┌──

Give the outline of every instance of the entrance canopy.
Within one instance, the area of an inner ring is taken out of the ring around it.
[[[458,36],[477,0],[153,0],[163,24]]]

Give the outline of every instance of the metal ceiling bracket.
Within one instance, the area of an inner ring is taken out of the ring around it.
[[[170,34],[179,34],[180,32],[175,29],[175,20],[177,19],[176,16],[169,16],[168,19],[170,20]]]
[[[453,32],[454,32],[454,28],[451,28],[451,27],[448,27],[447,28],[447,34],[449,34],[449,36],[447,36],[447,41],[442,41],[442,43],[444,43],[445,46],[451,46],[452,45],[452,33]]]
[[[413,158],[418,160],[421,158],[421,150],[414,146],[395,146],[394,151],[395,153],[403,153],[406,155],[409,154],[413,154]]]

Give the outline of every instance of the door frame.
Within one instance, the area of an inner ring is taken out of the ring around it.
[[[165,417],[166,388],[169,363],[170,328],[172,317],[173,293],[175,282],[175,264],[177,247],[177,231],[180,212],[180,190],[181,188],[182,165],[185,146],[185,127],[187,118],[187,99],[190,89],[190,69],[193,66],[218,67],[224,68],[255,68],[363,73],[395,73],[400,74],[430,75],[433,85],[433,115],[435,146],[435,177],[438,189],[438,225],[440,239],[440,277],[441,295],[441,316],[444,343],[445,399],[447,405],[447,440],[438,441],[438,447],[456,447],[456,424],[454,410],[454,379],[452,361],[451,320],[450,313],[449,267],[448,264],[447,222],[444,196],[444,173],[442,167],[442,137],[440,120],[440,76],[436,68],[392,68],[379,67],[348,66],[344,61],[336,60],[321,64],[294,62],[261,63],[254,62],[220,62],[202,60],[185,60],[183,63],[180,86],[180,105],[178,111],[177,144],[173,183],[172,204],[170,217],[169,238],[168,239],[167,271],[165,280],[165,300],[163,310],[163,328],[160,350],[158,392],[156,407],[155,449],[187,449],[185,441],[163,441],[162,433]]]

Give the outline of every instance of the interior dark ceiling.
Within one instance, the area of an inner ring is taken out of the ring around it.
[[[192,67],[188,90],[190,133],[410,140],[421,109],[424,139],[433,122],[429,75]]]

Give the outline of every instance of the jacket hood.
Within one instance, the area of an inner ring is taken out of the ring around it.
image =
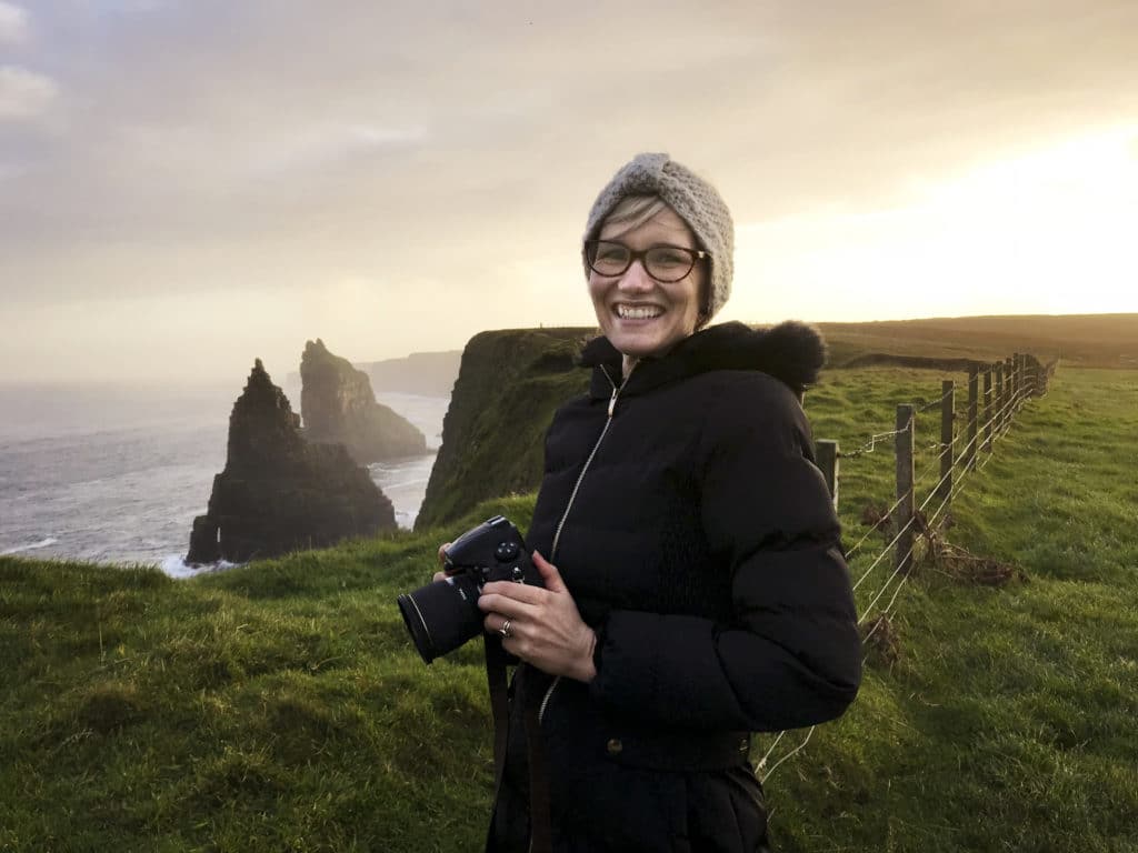
[[[593,367],[593,396],[612,392],[609,379],[621,375],[622,356],[608,338],[594,338],[582,350],[580,363]],[[636,394],[665,382],[717,370],[759,371],[786,384],[797,396],[817,382],[826,363],[826,343],[811,325],[792,320],[770,329],[739,323],[708,326],[685,338],[659,358],[642,358],[632,372],[625,394]]]

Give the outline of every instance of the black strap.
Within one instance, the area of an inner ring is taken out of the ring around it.
[[[542,690],[527,690],[523,707],[529,757],[529,853],[552,853],[550,785],[542,750]]]
[[[506,694],[505,649],[502,648],[502,638],[484,631],[483,640],[486,649],[486,684],[490,690],[490,712],[494,714],[493,802],[496,804],[502,789],[502,777],[505,775],[505,750],[510,739],[510,698]],[[501,818],[501,812],[495,809],[492,826]]]
[[[490,825],[498,837],[506,827],[505,813],[497,808],[505,776],[506,745],[510,739],[510,698],[506,688],[506,653],[502,638],[483,633],[486,648],[486,682],[490,691],[490,711],[494,714],[494,815]],[[530,668],[528,674],[535,674]],[[539,684],[539,682],[538,682]],[[550,828],[550,786],[545,775],[545,756],[542,750],[542,690],[526,689],[518,685],[522,702],[522,719],[526,727],[526,748],[529,762],[529,853],[552,853],[553,839]]]

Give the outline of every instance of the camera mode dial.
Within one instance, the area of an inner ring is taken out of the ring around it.
[[[498,543],[497,547],[494,549],[494,556],[500,563],[509,563],[511,560],[517,560],[518,543]]]

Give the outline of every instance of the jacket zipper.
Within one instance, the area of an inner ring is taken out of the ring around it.
[[[634,365],[635,366],[635,365]],[[585,465],[582,467],[580,473],[577,475],[577,482],[574,483],[572,491],[569,494],[569,504],[566,506],[566,511],[561,514],[561,521],[558,522],[556,532],[553,533],[553,547],[550,552],[550,562],[552,563],[558,556],[558,544],[561,541],[561,529],[566,525],[566,519],[569,517],[569,511],[572,510],[574,500],[577,499],[577,491],[580,489],[582,480],[585,479],[585,472],[588,471],[588,466],[593,464],[593,457],[596,456],[596,452],[601,448],[601,442],[604,440],[605,433],[609,431],[609,426],[612,424],[612,414],[617,411],[617,397],[620,392],[625,390],[625,386],[628,384],[628,376],[632,376],[633,368],[628,370],[628,375],[624,378],[620,387],[612,381],[612,376],[609,375],[609,371],[601,365],[601,372],[604,373],[604,378],[609,380],[609,384],[612,386],[612,396],[609,398],[609,416],[604,420],[604,429],[601,430],[601,434],[596,438],[596,444],[593,445],[593,452],[589,453],[588,458],[585,459]],[[556,689],[558,685],[561,682],[561,676],[553,679],[553,684],[549,686],[545,690],[545,696],[542,698],[542,705],[537,710],[537,722],[541,723],[542,719],[545,717],[545,707],[550,704],[550,698],[553,696],[553,691]]]

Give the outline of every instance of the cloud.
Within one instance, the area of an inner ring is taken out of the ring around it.
[[[27,40],[27,13],[0,0],[0,44],[22,44]]]
[[[0,122],[42,115],[58,93],[51,77],[15,65],[0,66]]]

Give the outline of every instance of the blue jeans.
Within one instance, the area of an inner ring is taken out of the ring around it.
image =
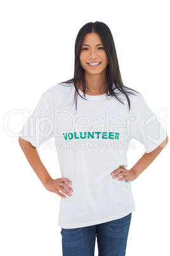
[[[124,256],[131,220],[131,213],[98,225],[62,228],[63,256],[94,256],[96,236],[98,256]]]

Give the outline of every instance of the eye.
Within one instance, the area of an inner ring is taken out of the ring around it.
[[[82,48],[82,49],[81,49],[81,50],[85,50],[85,51],[86,51],[86,50],[89,50],[89,49],[88,49],[88,48]]]

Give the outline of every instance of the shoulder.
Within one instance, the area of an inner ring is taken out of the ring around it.
[[[71,96],[73,88],[73,83],[58,83],[43,92],[41,97],[47,105],[55,104],[58,108]]]
[[[53,97],[60,94],[62,96],[70,92],[73,88],[73,83],[58,83],[45,91],[42,96],[44,98]]]
[[[131,111],[139,111],[143,107],[143,104],[147,104],[143,96],[138,92],[128,87],[123,87],[124,92],[128,95],[131,104]],[[126,95],[120,92],[118,89],[114,90],[117,94],[117,96],[122,100],[125,106],[128,106],[128,103]]]

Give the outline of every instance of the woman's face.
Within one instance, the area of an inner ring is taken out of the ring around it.
[[[80,62],[85,73],[105,75],[108,60],[100,36],[96,32],[86,34],[81,46]]]

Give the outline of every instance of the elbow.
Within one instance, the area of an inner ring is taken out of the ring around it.
[[[36,148],[34,146],[33,146],[30,142],[26,141],[25,139],[22,139],[21,137],[19,136],[18,138],[18,143],[22,150],[25,148]]]
[[[167,136],[166,138],[164,140],[164,141],[162,142],[162,143],[159,146],[160,146],[162,148],[164,148],[167,144],[168,141],[169,141],[169,138],[168,138],[168,136]]]

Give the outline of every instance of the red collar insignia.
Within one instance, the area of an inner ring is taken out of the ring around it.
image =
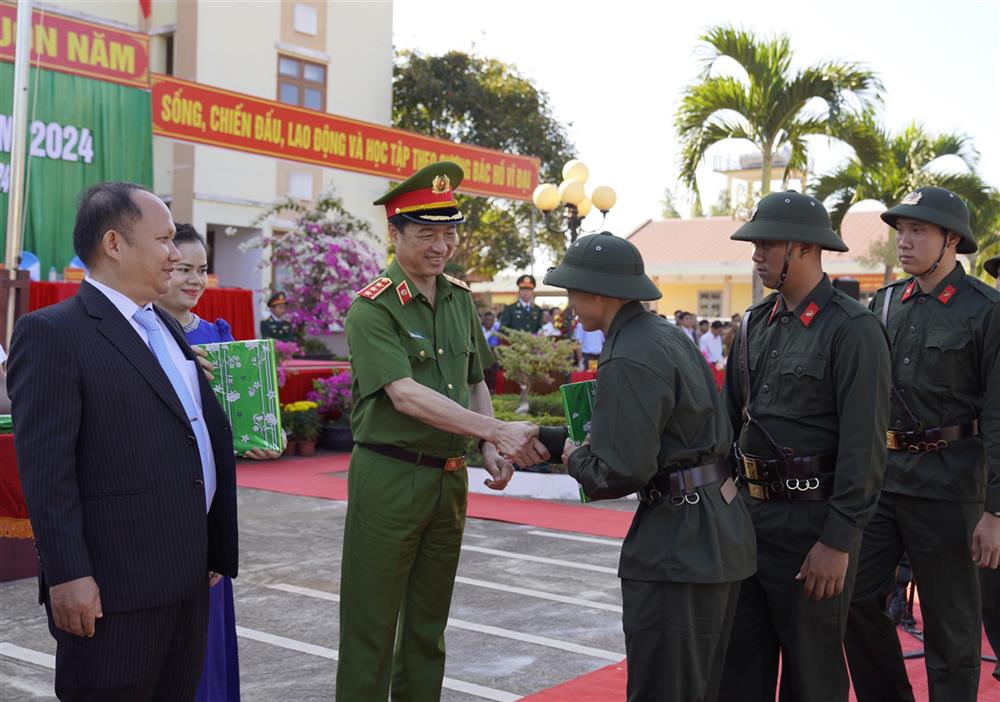
[[[815,302],[810,302],[809,306],[802,311],[799,315],[799,321],[802,325],[808,327],[810,324],[816,321],[816,315],[819,314],[819,305]]]
[[[916,287],[917,287],[917,281],[911,280],[910,284],[906,286],[906,290],[903,291],[903,297],[900,299],[900,302],[906,302],[907,300],[909,300],[910,296],[913,295],[913,291],[916,289]]]
[[[779,307],[781,307],[781,295],[778,295],[778,297],[774,300],[774,307],[771,308],[771,316],[767,318],[768,326],[770,326],[771,322],[773,322],[774,318],[777,316]]]
[[[955,292],[956,292],[955,286],[953,285],[944,286],[944,290],[942,290],[941,294],[938,295],[938,302],[940,302],[942,305],[947,305],[955,297]]]
[[[413,299],[413,295],[410,294],[410,286],[406,284],[405,280],[396,286],[396,294],[399,295],[399,302],[403,305]]]

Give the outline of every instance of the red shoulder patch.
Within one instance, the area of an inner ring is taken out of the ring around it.
[[[955,286],[953,285],[944,286],[944,290],[942,290],[941,294],[938,295],[938,302],[940,302],[942,305],[947,305],[955,297],[956,292],[957,291],[955,290]]]
[[[815,302],[810,302],[809,306],[802,310],[802,314],[799,315],[799,321],[802,322],[803,326],[808,327],[814,321],[816,321],[816,315],[819,314],[819,305]]]
[[[363,297],[366,300],[374,300],[376,297],[384,293],[390,285],[392,285],[392,281],[390,279],[384,277],[378,278],[358,290],[358,297]]]

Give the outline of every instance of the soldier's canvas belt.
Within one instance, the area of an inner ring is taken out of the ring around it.
[[[887,431],[885,445],[891,451],[934,453],[948,448],[953,441],[968,439],[979,434],[979,422],[972,420],[950,427],[935,427],[920,431]]]
[[[465,467],[464,454],[461,456],[453,456],[452,458],[441,458],[440,456],[429,456],[426,453],[418,453],[417,451],[407,451],[406,449],[399,448],[398,446],[389,446],[387,444],[359,443],[358,446],[366,448],[369,451],[382,454],[383,456],[388,456],[389,458],[406,461],[407,463],[416,463],[418,466],[438,468],[445,472],[459,470]]]
[[[765,459],[742,455],[737,459],[740,480],[758,500],[828,500],[837,454]]]
[[[694,468],[682,468],[671,473],[658,473],[639,491],[639,499],[643,502],[655,502],[660,497],[667,497],[675,504],[698,504],[701,496],[695,492],[695,488],[725,480],[732,477],[732,474],[733,466],[729,459]]]

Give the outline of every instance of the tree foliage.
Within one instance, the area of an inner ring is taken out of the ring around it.
[[[813,194],[830,211],[835,229],[840,229],[847,211],[862,200],[875,200],[892,207],[917,188],[936,185],[958,194],[969,206],[972,231],[979,239],[978,259],[973,270],[992,247],[1000,247],[1000,193],[978,175],[979,154],[972,140],[960,133],[930,134],[917,123],[901,132],[890,133],[866,111],[852,116],[839,127],[838,137],[849,144],[854,155],[838,169],[820,177]],[[947,168],[945,157],[960,168]],[[891,236],[892,230],[887,228]],[[896,265],[895,246],[891,255],[884,247],[875,257],[885,266],[888,282]]]
[[[548,95],[517,69],[491,58],[450,51],[425,56],[401,51],[393,72],[393,124],[421,134],[541,159],[541,180],[561,178],[575,151],[566,127],[552,114]],[[465,213],[450,269],[461,277],[492,277],[531,261],[530,222],[537,246],[566,249],[556,213],[530,202],[458,194]]]

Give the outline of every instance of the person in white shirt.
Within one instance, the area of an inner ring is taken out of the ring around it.
[[[712,322],[709,332],[702,335],[698,341],[698,347],[704,354],[705,360],[713,366],[725,362],[722,354],[722,322],[718,320]]]

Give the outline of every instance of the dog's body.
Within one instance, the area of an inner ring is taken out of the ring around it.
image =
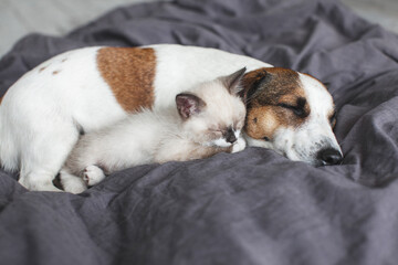
[[[329,124],[333,99],[315,78],[214,49],[165,44],[81,49],[27,73],[1,103],[1,163],[20,170],[28,189],[55,191],[52,180],[80,134],[142,107],[172,107],[178,93],[244,66],[249,145],[314,165],[342,158]]]

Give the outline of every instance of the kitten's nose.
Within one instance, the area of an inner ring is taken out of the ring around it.
[[[237,136],[234,135],[234,131],[232,129],[227,130],[224,137],[228,142],[233,144],[237,141]]]

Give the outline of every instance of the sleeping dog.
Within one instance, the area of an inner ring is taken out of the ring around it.
[[[163,44],[80,49],[23,75],[1,102],[2,167],[20,170],[30,190],[57,191],[52,180],[81,134],[142,108],[168,108],[178,93],[244,66],[248,144],[314,166],[338,163],[334,104],[320,81],[214,49]]]

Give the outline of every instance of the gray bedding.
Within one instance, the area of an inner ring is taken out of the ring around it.
[[[1,94],[66,50],[153,43],[219,47],[328,83],[343,165],[248,148],[130,168],[78,195],[29,192],[1,171],[1,264],[397,264],[397,35],[333,0],[132,6],[18,42],[0,61]]]

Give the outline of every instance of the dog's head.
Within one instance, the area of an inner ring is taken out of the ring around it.
[[[313,166],[343,155],[333,134],[333,98],[316,78],[289,68],[260,68],[243,78],[250,146],[265,147]]]

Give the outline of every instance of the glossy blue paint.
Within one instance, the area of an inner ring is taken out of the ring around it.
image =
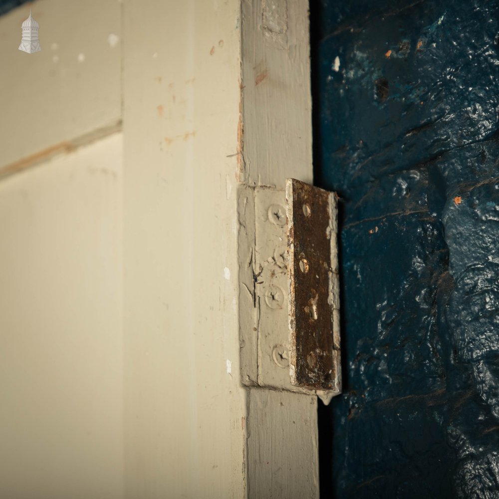
[[[0,0],[0,15],[6,14],[9,10],[25,3],[28,0]]]
[[[314,174],[341,198],[321,497],[499,497],[499,3],[311,10]]]

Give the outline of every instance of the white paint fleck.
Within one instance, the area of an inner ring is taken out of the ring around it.
[[[118,42],[120,41],[120,37],[114,33],[111,33],[107,37],[107,42],[109,44],[109,46],[111,48],[115,47],[118,44]]]
[[[340,70],[340,58],[337,55],[334,58],[334,64],[332,69],[337,73]]]

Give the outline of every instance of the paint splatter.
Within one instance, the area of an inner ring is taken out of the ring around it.
[[[340,70],[340,58],[337,55],[334,58],[334,63],[333,65],[332,69],[337,73]]]

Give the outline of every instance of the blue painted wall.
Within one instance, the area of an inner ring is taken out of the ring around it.
[[[311,27],[342,199],[321,497],[499,498],[499,3],[311,0]]]
[[[0,0],[0,15],[5,14],[9,10],[25,3],[28,0]]]

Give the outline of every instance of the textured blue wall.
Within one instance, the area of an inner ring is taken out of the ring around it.
[[[316,183],[342,198],[322,497],[499,498],[498,1],[311,10]]]
[[[0,15],[27,1],[27,0],[0,0]]]

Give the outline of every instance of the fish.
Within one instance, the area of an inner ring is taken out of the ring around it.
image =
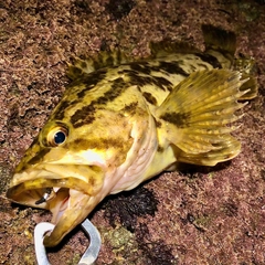
[[[52,212],[57,245],[108,194],[131,190],[180,163],[213,167],[241,142],[231,135],[257,95],[255,62],[235,59],[235,33],[202,25],[205,49],[150,43],[68,65],[72,82],[14,169],[7,198]]]

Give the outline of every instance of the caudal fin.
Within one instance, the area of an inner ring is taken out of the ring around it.
[[[235,157],[241,144],[230,135],[239,126],[226,126],[241,116],[246,103],[237,100],[248,89],[240,87],[240,72],[211,70],[192,73],[157,109],[160,132],[179,150],[179,161],[214,166]]]

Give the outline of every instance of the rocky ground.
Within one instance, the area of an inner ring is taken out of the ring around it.
[[[66,63],[119,47],[147,56],[150,41],[203,49],[201,24],[237,34],[255,57],[258,97],[235,132],[242,152],[214,168],[184,167],[106,199],[91,215],[103,237],[97,264],[265,264],[265,2],[224,0],[0,1],[0,264],[36,264],[33,230],[50,220],[4,197],[12,169],[70,80]],[[88,245],[80,227],[49,251],[77,264]]]

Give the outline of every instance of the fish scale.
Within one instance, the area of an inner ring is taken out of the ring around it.
[[[120,51],[75,60],[72,83],[14,170],[7,197],[46,209],[54,246],[108,194],[179,162],[214,166],[241,151],[231,135],[257,84],[254,61],[234,60],[235,34],[202,26],[205,51],[151,43],[147,59]],[[229,126],[226,126],[229,125]]]

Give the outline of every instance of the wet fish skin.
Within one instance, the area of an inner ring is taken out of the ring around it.
[[[110,193],[134,189],[176,162],[214,166],[240,152],[230,134],[237,127],[226,125],[241,117],[235,113],[245,104],[237,100],[257,94],[253,61],[234,60],[233,33],[202,30],[205,52],[161,42],[151,44],[146,60],[117,51],[70,65],[73,82],[7,192],[53,213],[46,246],[60,243]]]

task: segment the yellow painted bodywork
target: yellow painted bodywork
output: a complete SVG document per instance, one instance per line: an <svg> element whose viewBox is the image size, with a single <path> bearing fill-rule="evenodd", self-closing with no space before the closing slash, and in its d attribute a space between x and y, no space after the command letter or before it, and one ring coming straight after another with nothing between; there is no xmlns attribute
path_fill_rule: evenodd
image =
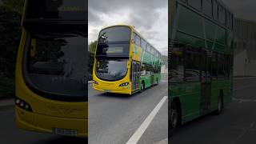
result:
<svg viewBox="0 0 256 144"><path fill-rule="evenodd" d="M22 74L22 59L26 38L22 30L16 64L16 96L29 105L33 112L16 106L16 122L19 128L38 132L53 133L53 128L76 130L78 137L88 136L88 102L58 102L34 93L26 85Z"/></svg>

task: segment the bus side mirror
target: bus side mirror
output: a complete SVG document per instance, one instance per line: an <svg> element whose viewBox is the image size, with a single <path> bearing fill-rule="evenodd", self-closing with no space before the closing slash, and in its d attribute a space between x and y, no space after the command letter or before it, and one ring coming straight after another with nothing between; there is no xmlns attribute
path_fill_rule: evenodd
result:
<svg viewBox="0 0 256 144"><path fill-rule="evenodd" d="M134 41L134 38L131 39L131 42L132 42L132 43L135 43L135 41Z"/></svg>

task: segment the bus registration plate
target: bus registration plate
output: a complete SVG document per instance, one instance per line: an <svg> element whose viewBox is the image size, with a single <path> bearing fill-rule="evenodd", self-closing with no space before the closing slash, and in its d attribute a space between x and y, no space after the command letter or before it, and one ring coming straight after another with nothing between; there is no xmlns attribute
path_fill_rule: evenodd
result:
<svg viewBox="0 0 256 144"><path fill-rule="evenodd" d="M76 130L54 128L54 134L59 135L77 136L78 132Z"/></svg>

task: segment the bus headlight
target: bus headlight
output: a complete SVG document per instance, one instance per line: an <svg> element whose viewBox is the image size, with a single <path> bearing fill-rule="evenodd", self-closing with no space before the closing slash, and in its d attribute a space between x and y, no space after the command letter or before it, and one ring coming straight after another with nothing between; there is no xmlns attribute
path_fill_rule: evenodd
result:
<svg viewBox="0 0 256 144"><path fill-rule="evenodd" d="M16 106L18 106L18 107L20 107L25 110L32 112L32 108L30 106L30 104L26 103L25 101L23 101L17 97L15 98L15 104L16 104Z"/></svg>
<svg viewBox="0 0 256 144"><path fill-rule="evenodd" d="M119 86L126 86L129 85L129 82L126 82L126 83L122 83L119 85Z"/></svg>

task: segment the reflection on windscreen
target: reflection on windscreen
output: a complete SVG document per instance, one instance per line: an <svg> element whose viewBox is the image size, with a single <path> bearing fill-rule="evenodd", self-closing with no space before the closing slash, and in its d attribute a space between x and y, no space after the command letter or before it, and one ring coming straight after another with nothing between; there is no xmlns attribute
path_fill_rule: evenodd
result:
<svg viewBox="0 0 256 144"><path fill-rule="evenodd" d="M28 54L28 73L33 86L50 94L85 97L86 40L75 34L33 34Z"/></svg>
<svg viewBox="0 0 256 144"><path fill-rule="evenodd" d="M96 74L103 80L118 81L127 73L127 60L100 59L96 63Z"/></svg>

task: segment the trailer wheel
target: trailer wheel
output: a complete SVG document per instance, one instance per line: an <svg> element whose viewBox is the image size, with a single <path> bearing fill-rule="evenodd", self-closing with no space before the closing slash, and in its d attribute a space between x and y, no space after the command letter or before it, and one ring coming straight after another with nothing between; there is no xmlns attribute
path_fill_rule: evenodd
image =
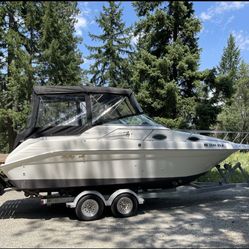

└──

→ Requirement
Find every line above that contains the word "ceiling", and copy each of those lines in full.

→ Answer to the exercise
Give the outline of every instance of the metal ceiling bracket.
Give the outline of every instance of the interior dark ceiling.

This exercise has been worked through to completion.